[WHAT TO WORK ON]
Transcribe, without alteration, the line that includes "[point] at the grey" and each line after it until the records end, omitting all that precede it.

-- RECORDS FOR THIS TASK follows --

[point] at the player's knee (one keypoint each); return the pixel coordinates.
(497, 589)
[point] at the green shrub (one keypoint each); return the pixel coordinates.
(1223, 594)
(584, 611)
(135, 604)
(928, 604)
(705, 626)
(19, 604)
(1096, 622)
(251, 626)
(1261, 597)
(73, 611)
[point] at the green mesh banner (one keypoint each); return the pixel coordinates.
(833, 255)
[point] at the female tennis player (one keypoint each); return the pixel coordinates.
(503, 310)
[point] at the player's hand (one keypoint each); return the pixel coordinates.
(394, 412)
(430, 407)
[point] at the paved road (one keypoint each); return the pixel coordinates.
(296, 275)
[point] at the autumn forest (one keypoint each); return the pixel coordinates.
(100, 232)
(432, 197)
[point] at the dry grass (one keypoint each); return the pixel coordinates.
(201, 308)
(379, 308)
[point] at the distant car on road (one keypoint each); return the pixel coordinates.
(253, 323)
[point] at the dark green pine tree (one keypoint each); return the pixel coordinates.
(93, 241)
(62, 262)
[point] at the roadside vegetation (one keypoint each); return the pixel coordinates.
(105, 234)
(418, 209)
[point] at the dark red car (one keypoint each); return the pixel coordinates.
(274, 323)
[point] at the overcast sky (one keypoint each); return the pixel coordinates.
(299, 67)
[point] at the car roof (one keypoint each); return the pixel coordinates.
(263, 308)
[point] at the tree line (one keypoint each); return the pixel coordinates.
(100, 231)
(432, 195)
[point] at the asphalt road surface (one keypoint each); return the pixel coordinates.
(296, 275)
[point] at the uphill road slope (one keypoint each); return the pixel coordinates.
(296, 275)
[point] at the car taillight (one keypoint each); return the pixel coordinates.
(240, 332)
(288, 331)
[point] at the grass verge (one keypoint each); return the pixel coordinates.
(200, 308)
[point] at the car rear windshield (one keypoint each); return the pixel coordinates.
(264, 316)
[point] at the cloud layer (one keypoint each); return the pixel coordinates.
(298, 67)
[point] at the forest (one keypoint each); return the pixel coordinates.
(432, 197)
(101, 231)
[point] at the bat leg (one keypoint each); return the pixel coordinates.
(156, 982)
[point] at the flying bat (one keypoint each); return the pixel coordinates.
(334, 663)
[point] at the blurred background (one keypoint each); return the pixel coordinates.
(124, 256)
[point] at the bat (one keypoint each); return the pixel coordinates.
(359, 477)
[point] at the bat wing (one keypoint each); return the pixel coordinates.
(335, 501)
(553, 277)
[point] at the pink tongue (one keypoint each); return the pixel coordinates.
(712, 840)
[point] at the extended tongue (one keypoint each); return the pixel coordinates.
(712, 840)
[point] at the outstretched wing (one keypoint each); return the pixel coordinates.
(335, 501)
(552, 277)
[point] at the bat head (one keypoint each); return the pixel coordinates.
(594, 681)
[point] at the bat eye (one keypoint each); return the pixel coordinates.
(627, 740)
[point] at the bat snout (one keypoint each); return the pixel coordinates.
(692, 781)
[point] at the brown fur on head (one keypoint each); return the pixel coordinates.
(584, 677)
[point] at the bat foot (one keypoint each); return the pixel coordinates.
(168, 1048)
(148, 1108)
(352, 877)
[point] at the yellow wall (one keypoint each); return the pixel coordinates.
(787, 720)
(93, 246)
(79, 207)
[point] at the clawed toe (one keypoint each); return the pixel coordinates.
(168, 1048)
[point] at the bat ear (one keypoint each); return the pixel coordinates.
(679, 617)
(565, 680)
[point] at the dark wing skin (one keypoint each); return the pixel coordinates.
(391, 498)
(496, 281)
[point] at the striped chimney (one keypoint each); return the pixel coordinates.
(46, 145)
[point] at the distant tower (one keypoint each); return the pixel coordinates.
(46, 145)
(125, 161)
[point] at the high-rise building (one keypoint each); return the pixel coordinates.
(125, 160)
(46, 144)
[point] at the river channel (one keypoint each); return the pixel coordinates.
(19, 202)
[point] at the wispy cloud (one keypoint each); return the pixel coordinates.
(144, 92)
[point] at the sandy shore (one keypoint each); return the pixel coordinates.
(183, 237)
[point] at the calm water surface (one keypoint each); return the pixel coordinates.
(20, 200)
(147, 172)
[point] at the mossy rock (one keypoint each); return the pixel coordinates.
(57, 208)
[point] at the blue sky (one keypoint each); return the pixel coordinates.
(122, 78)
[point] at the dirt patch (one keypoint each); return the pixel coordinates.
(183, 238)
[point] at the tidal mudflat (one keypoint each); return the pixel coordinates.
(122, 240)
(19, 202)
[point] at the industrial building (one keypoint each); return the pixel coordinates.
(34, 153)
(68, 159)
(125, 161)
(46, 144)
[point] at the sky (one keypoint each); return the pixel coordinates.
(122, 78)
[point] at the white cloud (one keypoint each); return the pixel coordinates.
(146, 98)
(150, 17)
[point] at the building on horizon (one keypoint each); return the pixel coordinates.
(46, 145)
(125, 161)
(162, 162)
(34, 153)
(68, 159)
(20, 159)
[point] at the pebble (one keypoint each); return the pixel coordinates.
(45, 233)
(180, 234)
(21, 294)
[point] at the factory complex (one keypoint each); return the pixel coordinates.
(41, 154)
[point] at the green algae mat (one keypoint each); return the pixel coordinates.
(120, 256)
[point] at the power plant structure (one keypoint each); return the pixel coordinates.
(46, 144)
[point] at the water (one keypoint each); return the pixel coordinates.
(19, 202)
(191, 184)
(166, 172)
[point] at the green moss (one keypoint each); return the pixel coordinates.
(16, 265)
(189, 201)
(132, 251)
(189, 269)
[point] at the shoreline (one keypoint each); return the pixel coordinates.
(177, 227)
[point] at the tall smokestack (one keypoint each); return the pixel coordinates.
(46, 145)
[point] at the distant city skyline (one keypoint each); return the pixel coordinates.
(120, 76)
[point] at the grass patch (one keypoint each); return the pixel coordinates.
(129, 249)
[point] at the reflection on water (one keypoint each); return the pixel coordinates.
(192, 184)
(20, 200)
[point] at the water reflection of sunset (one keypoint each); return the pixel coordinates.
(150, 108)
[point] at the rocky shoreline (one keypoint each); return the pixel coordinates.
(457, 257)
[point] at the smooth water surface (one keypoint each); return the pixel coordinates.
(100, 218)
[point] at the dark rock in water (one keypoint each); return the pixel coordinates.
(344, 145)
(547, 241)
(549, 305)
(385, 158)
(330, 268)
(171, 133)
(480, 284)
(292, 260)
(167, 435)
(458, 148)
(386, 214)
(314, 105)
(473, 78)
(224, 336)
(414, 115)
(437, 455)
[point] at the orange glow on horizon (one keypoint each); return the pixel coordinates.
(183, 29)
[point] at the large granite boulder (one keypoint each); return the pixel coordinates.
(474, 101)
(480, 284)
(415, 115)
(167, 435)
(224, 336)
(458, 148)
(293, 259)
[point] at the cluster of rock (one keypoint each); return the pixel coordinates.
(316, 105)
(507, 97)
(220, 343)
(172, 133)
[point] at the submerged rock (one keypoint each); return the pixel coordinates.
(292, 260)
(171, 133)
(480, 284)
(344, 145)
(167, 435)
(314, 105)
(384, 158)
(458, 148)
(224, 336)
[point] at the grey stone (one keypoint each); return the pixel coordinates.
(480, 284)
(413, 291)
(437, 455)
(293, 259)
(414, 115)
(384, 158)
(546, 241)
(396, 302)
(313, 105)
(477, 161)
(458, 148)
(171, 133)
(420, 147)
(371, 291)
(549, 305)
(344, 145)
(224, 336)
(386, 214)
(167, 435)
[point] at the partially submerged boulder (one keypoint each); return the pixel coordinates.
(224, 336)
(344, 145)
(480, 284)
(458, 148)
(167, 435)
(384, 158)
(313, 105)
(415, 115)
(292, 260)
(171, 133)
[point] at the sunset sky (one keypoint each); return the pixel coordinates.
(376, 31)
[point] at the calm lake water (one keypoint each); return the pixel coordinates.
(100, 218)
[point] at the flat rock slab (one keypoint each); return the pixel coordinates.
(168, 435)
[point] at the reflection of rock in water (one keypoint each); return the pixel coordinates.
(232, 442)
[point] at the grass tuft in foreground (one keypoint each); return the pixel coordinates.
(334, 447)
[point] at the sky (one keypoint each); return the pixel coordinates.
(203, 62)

-- RECORDS FOR THIS TASK concluded --

[EXERCISE RESULT]
[point] at the grey stone (one keypoint each); return the pixel coordinates.
(480, 284)
(413, 291)
(437, 455)
(293, 259)
(414, 115)
(384, 158)
(546, 241)
(396, 302)
(313, 105)
(477, 161)
(458, 148)
(171, 133)
(420, 147)
(371, 291)
(549, 305)
(344, 145)
(224, 336)
(386, 214)
(167, 435)
[point] at the partially submerged boulder (one keypoint each); return the pixel coordinates.
(224, 336)
(344, 145)
(480, 284)
(458, 148)
(167, 435)
(384, 158)
(313, 105)
(415, 115)
(292, 260)
(171, 133)
[point] at the sunset sky (one keypoint each); return the pixel coordinates.
(376, 31)
[point] at the calm lake water (one keypoint each); return the pixel coordinates.
(100, 218)
[point] at the flat rock slab (one keypoint each); return the pixel coordinates.
(168, 435)
[point] at the reflection of rock in water (one keypoint each); return the pixel coordinates.
(232, 442)
[point] at the grass tuft in foreground (one keypoint each); return the pixel coordinates.
(334, 447)
[point] at the sky (one keypoint each); return the pixel coordinates.
(203, 62)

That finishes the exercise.